YOUR TASKS:
a. According to the MONASS announcement, in which country was the field work for "Sedimentary Ways" conducted?
b. Continue the MONASS announcement of the GeoHumanities publications, starting right after its final sentence.

MONASS is pleased to announce that the following two publications prepared for a Monsoon Assemblages Special Forum in GeoHumanities are now available online:

Bremner, L. (2020). ‘Sedimentary Ways.’ Online Open Access here: https://www.tandfonline.com/doi/pdf/10.1080/2373566X.2020.1799718

The abstract of this paper reads as follows:

This paper is a thought experiment to attune to the geo-physical and geo-political materialities of sediment, a terra-aqueous substance produced when the earth’s continental surfaces intra-act with the atmosphere and are chemically transformed by it. The paper is framed by questions of how to engage more closely with the dynamics of earth systems and of how social and political agency emerges alongside earth forces. Sediment is important to such questions because it is the mechanism by which the earth recycles itself and is thick with the climatological and geological histories that have conditioned the possibility of life on the planet. While acknowledging the import of Deleuze and Guattari’s metaphysics to such questions, the paper takes a material approach to them. It is based on field work in Bangladesh, but also traverses a range of scientific, historical and theoretical literature. It is arranged in four sections that loosely correspond to the sedimentary cycle. It follows sediment from chemical processes on rock surfaces in the Himalayas, to its lively travels in monsoonal rivers across flood plains to its eventual deposition and subterranean diagenesis. In each section, the paper discusses the material processes at work, their socio-political enmeshments and the theoretical implications of these intraactions. The paper concludes that sediment serves as a reminder not only of close entanglements of geophysical and geo-political becomings, but also of the profound indifference of earth systems to human affairs, and asks what this might mean for the re-imagination of politics.

DATASET ENTRIES:
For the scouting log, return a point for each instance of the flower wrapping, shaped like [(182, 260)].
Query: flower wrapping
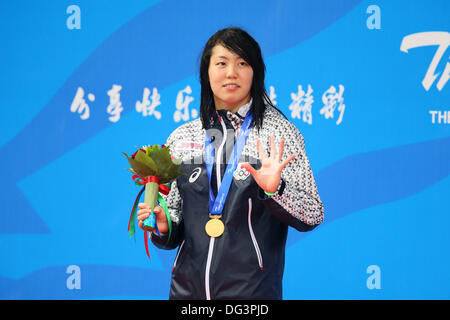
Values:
[(154, 168)]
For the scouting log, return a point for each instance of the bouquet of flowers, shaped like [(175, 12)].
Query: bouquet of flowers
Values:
[(154, 168)]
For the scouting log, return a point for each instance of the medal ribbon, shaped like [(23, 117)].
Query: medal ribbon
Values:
[(216, 204)]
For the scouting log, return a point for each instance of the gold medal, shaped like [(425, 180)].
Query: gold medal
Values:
[(214, 227)]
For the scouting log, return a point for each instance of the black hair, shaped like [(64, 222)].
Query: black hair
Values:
[(241, 43)]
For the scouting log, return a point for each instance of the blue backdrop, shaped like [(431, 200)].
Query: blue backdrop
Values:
[(366, 82)]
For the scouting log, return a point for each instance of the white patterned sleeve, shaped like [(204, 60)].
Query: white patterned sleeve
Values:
[(297, 201)]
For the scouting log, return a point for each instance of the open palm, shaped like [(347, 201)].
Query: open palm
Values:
[(269, 175)]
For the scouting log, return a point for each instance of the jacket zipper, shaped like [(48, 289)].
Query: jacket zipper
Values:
[(178, 254), (212, 239), (250, 228)]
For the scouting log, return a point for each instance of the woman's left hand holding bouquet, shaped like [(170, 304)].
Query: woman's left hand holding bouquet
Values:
[(161, 218)]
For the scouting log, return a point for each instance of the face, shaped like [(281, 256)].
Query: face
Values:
[(230, 78)]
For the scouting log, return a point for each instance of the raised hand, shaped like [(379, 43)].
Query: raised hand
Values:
[(269, 175)]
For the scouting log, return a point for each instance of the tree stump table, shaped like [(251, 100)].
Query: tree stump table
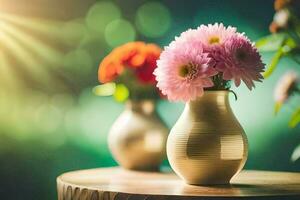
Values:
[(116, 183)]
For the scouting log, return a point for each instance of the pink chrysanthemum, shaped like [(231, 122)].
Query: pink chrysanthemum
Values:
[(214, 35), (239, 60), (183, 70)]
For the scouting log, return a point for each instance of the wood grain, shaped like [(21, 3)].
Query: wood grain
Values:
[(116, 183)]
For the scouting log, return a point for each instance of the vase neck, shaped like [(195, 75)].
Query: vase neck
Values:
[(211, 103), (146, 107)]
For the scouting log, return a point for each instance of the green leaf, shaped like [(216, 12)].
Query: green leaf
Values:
[(106, 89), (295, 119), (296, 154), (121, 93), (273, 64), (271, 42)]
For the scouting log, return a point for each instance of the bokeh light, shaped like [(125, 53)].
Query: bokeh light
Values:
[(78, 62), (74, 31), (153, 19), (119, 32), (106, 89), (101, 14)]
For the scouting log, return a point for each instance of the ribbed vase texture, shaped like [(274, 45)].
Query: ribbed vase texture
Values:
[(207, 145), (137, 139)]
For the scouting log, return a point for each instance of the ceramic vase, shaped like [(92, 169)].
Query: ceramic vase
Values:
[(207, 145), (137, 139)]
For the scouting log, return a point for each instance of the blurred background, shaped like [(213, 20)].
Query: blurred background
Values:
[(50, 120)]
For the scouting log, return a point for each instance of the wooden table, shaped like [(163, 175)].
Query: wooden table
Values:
[(116, 183)]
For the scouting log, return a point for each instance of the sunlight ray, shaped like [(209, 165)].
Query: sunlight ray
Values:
[(7, 80), (47, 27), (48, 54), (29, 62)]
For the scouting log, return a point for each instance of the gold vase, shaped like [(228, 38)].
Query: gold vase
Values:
[(207, 145), (137, 139)]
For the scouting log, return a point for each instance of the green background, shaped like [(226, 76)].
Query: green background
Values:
[(51, 122)]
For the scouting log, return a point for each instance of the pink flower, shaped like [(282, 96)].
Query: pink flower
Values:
[(239, 60), (212, 36), (285, 87), (183, 70)]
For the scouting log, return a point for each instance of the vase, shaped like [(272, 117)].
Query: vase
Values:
[(137, 139), (207, 145)]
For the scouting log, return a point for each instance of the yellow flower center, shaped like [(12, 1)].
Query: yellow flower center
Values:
[(214, 40), (183, 71), (188, 71), (241, 55)]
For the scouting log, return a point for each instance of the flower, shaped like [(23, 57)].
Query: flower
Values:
[(280, 4), (207, 57), (183, 70), (137, 56), (285, 87), (214, 35), (239, 60)]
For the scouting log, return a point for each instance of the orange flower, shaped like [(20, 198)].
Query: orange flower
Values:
[(137, 56)]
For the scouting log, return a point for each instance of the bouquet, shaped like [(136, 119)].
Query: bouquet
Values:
[(127, 72), (207, 58)]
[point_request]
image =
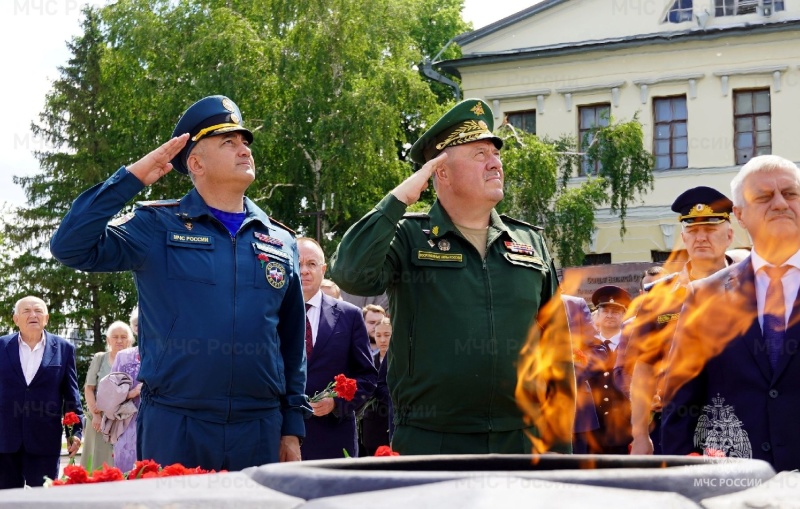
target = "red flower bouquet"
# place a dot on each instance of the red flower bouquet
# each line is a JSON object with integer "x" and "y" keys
{"x": 341, "y": 387}
{"x": 146, "y": 469}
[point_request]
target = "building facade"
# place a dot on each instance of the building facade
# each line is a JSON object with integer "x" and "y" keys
{"x": 713, "y": 82}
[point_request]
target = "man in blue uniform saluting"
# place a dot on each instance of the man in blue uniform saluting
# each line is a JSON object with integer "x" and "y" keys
{"x": 222, "y": 314}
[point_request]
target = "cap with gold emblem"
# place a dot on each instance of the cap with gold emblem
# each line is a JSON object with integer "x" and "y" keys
{"x": 209, "y": 116}
{"x": 702, "y": 205}
{"x": 611, "y": 295}
{"x": 468, "y": 121}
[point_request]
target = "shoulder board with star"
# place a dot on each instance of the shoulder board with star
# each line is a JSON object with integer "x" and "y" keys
{"x": 159, "y": 203}
{"x": 508, "y": 219}
{"x": 416, "y": 215}
{"x": 278, "y": 223}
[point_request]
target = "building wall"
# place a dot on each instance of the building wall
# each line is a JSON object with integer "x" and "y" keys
{"x": 596, "y": 20}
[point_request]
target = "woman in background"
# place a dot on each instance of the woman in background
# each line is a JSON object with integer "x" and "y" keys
{"x": 128, "y": 361}
{"x": 96, "y": 450}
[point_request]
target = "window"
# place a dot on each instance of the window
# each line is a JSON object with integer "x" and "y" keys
{"x": 523, "y": 120}
{"x": 590, "y": 117}
{"x": 670, "y": 139}
{"x": 752, "y": 121}
{"x": 597, "y": 259}
{"x": 680, "y": 11}
{"x": 739, "y": 7}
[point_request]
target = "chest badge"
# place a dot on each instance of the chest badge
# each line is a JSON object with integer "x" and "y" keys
{"x": 519, "y": 248}
{"x": 268, "y": 240}
{"x": 276, "y": 274}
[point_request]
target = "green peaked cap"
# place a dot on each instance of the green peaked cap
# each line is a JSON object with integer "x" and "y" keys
{"x": 468, "y": 121}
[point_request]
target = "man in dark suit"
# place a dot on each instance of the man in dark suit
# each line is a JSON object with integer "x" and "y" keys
{"x": 38, "y": 385}
{"x": 733, "y": 381}
{"x": 336, "y": 343}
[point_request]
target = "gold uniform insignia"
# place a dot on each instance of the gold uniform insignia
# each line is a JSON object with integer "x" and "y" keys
{"x": 276, "y": 274}
{"x": 669, "y": 317}
{"x": 122, "y": 219}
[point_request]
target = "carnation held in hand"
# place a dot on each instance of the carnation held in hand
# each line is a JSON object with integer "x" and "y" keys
{"x": 341, "y": 387}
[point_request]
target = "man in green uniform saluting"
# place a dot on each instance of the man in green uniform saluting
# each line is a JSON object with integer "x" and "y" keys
{"x": 467, "y": 288}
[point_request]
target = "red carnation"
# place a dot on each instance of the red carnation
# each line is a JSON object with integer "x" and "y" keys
{"x": 77, "y": 475}
{"x": 345, "y": 387}
{"x": 70, "y": 419}
{"x": 141, "y": 468}
{"x": 341, "y": 387}
{"x": 108, "y": 474}
{"x": 385, "y": 450}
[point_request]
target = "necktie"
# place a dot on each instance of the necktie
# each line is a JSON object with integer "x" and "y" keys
{"x": 775, "y": 313}
{"x": 309, "y": 335}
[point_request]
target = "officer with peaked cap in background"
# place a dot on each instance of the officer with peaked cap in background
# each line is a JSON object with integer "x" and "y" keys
{"x": 704, "y": 214}
{"x": 465, "y": 286}
{"x": 613, "y": 409}
{"x": 223, "y": 321}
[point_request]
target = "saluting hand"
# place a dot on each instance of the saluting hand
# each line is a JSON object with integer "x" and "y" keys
{"x": 156, "y": 164}
{"x": 411, "y": 188}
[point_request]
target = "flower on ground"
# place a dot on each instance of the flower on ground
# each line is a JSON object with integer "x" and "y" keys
{"x": 145, "y": 469}
{"x": 341, "y": 387}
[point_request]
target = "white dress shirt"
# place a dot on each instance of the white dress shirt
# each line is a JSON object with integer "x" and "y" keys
{"x": 30, "y": 359}
{"x": 790, "y": 280}
{"x": 313, "y": 314}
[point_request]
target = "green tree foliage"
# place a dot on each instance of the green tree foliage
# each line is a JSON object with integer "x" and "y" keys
{"x": 74, "y": 123}
{"x": 539, "y": 188}
{"x": 328, "y": 87}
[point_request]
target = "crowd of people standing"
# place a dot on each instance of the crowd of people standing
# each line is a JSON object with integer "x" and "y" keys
{"x": 239, "y": 331}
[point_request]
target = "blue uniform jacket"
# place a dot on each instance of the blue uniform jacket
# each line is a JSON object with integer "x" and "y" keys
{"x": 30, "y": 415}
{"x": 221, "y": 331}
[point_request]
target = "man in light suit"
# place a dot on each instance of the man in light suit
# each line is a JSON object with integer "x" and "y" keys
{"x": 38, "y": 385}
{"x": 733, "y": 381}
{"x": 336, "y": 343}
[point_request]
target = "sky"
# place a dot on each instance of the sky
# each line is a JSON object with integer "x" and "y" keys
{"x": 33, "y": 35}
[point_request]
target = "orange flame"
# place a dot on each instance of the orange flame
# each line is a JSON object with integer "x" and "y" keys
{"x": 546, "y": 380}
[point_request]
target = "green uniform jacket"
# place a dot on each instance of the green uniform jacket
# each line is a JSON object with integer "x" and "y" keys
{"x": 459, "y": 321}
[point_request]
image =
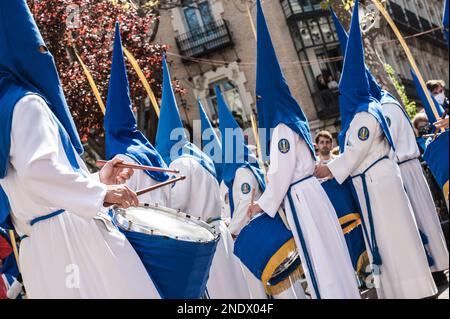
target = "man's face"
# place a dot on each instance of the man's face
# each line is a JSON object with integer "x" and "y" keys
{"x": 325, "y": 145}
{"x": 437, "y": 90}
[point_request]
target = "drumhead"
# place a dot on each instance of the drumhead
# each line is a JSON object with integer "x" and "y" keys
{"x": 162, "y": 221}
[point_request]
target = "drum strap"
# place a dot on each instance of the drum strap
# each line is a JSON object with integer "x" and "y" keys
{"x": 308, "y": 260}
{"x": 372, "y": 238}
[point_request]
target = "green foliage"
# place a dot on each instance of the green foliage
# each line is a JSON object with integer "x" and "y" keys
{"x": 410, "y": 106}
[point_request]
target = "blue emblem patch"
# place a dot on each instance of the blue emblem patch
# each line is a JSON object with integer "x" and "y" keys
{"x": 363, "y": 133}
{"x": 246, "y": 188}
{"x": 388, "y": 120}
{"x": 284, "y": 146}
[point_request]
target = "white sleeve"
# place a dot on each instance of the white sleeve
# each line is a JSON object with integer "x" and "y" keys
{"x": 356, "y": 148}
{"x": 281, "y": 169}
{"x": 244, "y": 183}
{"x": 34, "y": 155}
{"x": 180, "y": 192}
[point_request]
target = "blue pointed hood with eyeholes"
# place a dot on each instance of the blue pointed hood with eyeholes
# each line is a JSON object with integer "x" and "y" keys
{"x": 210, "y": 142}
{"x": 354, "y": 86}
{"x": 235, "y": 153}
{"x": 25, "y": 70}
{"x": 171, "y": 139}
{"x": 375, "y": 88}
{"x": 275, "y": 103}
{"x": 121, "y": 133}
{"x": 422, "y": 95}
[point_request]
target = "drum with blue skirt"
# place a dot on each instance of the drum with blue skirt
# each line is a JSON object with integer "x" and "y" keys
{"x": 176, "y": 249}
{"x": 267, "y": 248}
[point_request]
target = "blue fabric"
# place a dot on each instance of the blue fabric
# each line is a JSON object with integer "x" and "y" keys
{"x": 344, "y": 203}
{"x": 171, "y": 140}
{"x": 445, "y": 22}
{"x": 275, "y": 103}
{"x": 121, "y": 133}
{"x": 5, "y": 220}
{"x": 179, "y": 269}
{"x": 354, "y": 86}
{"x": 235, "y": 154}
{"x": 430, "y": 115}
{"x": 375, "y": 88}
{"x": 437, "y": 158}
{"x": 24, "y": 69}
{"x": 210, "y": 141}
{"x": 248, "y": 247}
{"x": 304, "y": 248}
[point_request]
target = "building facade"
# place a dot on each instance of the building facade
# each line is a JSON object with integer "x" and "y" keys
{"x": 212, "y": 43}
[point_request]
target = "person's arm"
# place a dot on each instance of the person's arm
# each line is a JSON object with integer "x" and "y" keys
{"x": 281, "y": 169}
{"x": 357, "y": 146}
{"x": 244, "y": 184}
{"x": 34, "y": 155}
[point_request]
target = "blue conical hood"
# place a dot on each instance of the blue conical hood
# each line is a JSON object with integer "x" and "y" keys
{"x": 354, "y": 86}
{"x": 171, "y": 140}
{"x": 235, "y": 154}
{"x": 25, "y": 70}
{"x": 121, "y": 133}
{"x": 275, "y": 102}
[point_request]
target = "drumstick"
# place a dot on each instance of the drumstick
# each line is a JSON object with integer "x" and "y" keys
{"x": 142, "y": 167}
{"x": 154, "y": 187}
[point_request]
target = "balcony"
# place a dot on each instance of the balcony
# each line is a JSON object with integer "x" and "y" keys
{"x": 205, "y": 40}
{"x": 327, "y": 104}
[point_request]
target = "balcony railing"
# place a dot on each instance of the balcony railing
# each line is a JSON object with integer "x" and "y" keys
{"x": 205, "y": 40}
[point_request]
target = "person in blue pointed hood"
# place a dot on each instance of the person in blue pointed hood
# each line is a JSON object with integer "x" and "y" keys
{"x": 53, "y": 198}
{"x": 367, "y": 158}
{"x": 241, "y": 172}
{"x": 122, "y": 137}
{"x": 291, "y": 184}
{"x": 199, "y": 194}
{"x": 211, "y": 144}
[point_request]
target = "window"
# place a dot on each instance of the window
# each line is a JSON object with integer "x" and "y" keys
{"x": 231, "y": 94}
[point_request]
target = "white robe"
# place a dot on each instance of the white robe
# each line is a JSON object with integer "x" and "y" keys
{"x": 240, "y": 219}
{"x": 419, "y": 194}
{"x": 70, "y": 255}
{"x": 321, "y": 230}
{"x": 140, "y": 180}
{"x": 199, "y": 196}
{"x": 404, "y": 270}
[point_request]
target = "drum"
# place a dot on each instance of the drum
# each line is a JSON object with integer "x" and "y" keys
{"x": 176, "y": 249}
{"x": 267, "y": 248}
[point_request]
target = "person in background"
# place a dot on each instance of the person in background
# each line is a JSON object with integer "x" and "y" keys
{"x": 324, "y": 141}
{"x": 421, "y": 127}
{"x": 437, "y": 88}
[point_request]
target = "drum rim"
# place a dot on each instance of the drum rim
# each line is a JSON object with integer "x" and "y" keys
{"x": 122, "y": 222}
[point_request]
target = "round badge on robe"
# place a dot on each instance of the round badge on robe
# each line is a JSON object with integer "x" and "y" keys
{"x": 246, "y": 188}
{"x": 284, "y": 146}
{"x": 363, "y": 133}
{"x": 388, "y": 120}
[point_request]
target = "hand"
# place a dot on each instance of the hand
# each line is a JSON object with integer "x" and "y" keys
{"x": 253, "y": 210}
{"x": 112, "y": 175}
{"x": 442, "y": 123}
{"x": 120, "y": 195}
{"x": 322, "y": 171}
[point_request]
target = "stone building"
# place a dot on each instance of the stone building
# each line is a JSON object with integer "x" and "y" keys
{"x": 212, "y": 43}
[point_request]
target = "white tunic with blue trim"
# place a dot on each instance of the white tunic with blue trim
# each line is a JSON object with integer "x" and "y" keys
{"x": 199, "y": 195}
{"x": 419, "y": 194}
{"x": 404, "y": 270}
{"x": 291, "y": 161}
{"x": 70, "y": 255}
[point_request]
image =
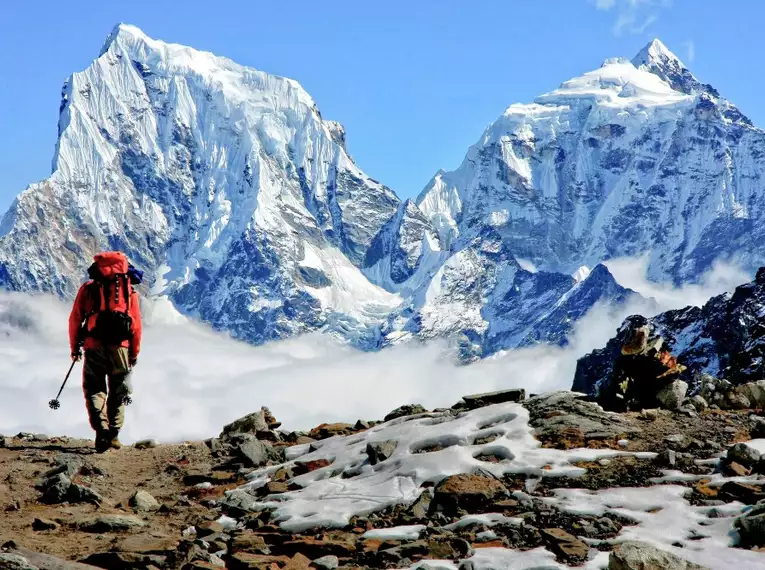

RESPONSES BY ITEM NUMBER:
a. Bangladesh.

b.
Cullen, B. (2020). ‘Intuiting a Monsoonal Ethnography in Three Bay of Bengal Cities.’ Online Open Access here: https://www.tandfonline.com/doi/pdf/10.1080/2373566X.2020.1798800

The abstract of this paper reads as follows:

This visual essay offers an exploration of monsoonal materiality and agency in the urban environments of three cities situated around the Bay of Bengal: Chennai, Dhaka and Yangon. The text and images emerge from a research project exploring intersections between changing monsoon climates and rapid urbanisation in South Asia. Multi-modal, more-than-human ethnography has been employed during the course of research to explore how the lively materiality of the monsoon is entangled within urban lived environments. The essay outlines the process of intuiting a monsoonal ethnography and conveys the power of immersive field experience. By collecting and curating an assemblage of visual material and fieldnotes, this piece seeks to evoke the materiality and agency of the monsoon, itself a complex assemblage that manifests in different ways in different places. The juxtaposition of image and text conveys the generative and multifaceted agency of the monsoon and the urban environments it becomes enmeshed within.

The publications are open access and available to download from the links provided.